_Written exercise_:
Give everything from the line containing "Locate the white calf" down through the line containing "<point>28,71</point>" as a numbered list, both of those lines included and blank lines left out.

_Extracted data_:
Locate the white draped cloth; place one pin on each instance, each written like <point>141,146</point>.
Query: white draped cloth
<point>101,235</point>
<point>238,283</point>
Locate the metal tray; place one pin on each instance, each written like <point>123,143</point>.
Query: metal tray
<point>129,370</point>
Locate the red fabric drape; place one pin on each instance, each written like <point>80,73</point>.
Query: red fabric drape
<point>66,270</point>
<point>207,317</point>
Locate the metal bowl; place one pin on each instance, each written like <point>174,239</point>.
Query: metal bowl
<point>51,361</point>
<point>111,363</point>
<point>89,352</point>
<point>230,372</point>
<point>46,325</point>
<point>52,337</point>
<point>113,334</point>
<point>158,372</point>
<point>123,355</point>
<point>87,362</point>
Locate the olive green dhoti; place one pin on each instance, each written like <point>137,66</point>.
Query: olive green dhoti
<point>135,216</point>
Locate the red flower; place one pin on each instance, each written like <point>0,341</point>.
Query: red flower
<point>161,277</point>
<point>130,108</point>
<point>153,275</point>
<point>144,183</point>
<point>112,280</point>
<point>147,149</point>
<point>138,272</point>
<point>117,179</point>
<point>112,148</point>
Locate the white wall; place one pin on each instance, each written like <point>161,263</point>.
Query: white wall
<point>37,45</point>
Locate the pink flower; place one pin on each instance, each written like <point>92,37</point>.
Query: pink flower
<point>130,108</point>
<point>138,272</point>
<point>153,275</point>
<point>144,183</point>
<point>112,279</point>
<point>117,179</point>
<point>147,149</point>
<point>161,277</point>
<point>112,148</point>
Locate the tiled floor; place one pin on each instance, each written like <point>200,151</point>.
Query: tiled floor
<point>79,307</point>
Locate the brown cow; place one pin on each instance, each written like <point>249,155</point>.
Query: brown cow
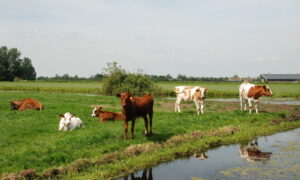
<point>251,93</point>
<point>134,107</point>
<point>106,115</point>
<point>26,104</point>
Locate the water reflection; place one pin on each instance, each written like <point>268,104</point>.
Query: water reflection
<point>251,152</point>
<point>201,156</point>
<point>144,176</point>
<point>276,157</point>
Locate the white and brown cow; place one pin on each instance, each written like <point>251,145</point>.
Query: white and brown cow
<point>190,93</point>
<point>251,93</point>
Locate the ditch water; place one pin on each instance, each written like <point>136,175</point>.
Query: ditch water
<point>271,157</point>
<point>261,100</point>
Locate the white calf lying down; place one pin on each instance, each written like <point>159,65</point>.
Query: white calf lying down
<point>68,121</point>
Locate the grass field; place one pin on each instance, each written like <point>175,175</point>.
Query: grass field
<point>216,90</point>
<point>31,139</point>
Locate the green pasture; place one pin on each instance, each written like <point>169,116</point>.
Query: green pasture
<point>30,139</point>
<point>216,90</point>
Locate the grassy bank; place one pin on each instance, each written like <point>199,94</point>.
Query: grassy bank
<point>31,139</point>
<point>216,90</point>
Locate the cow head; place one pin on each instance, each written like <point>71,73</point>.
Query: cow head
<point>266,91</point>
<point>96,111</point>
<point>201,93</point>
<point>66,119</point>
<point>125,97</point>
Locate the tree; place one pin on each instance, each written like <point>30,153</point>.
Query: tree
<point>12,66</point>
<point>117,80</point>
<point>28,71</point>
---
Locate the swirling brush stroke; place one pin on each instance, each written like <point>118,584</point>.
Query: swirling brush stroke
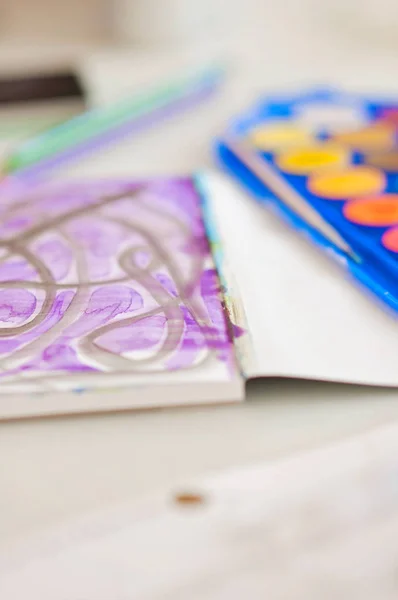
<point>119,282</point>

_Output_:
1. Locate the white calf lying down; place one pin on each instance, each written like <point>159,65</point>.
2. Query: white calf lying down
3. <point>68,121</point>
4. Locate the grass field; place one pin on each instance, each written like <point>175,175</point>.
5. Query: grass field
6. <point>216,90</point>
7. <point>31,139</point>
8. Locate the green pasture; place one pin on each instance, each written like <point>169,116</point>.
9. Query: green pasture
10. <point>30,139</point>
11. <point>216,90</point>
12. Locate the grassy bank; place one pin on each instance, each written like <point>199,94</point>.
13. Query: grassy bank
14. <point>31,139</point>
15. <point>216,90</point>
16. Locate the cow head; place one pin on each instance, each written like <point>71,73</point>.
17. Query: cow head
18. <point>266,91</point>
19. <point>96,111</point>
20. <point>201,93</point>
21. <point>66,119</point>
22. <point>125,97</point>
23. Locate the tree; place one pin on each instance, each written like <point>30,153</point>.
24. Query: tree
25. <point>12,66</point>
26. <point>117,80</point>
27. <point>28,71</point>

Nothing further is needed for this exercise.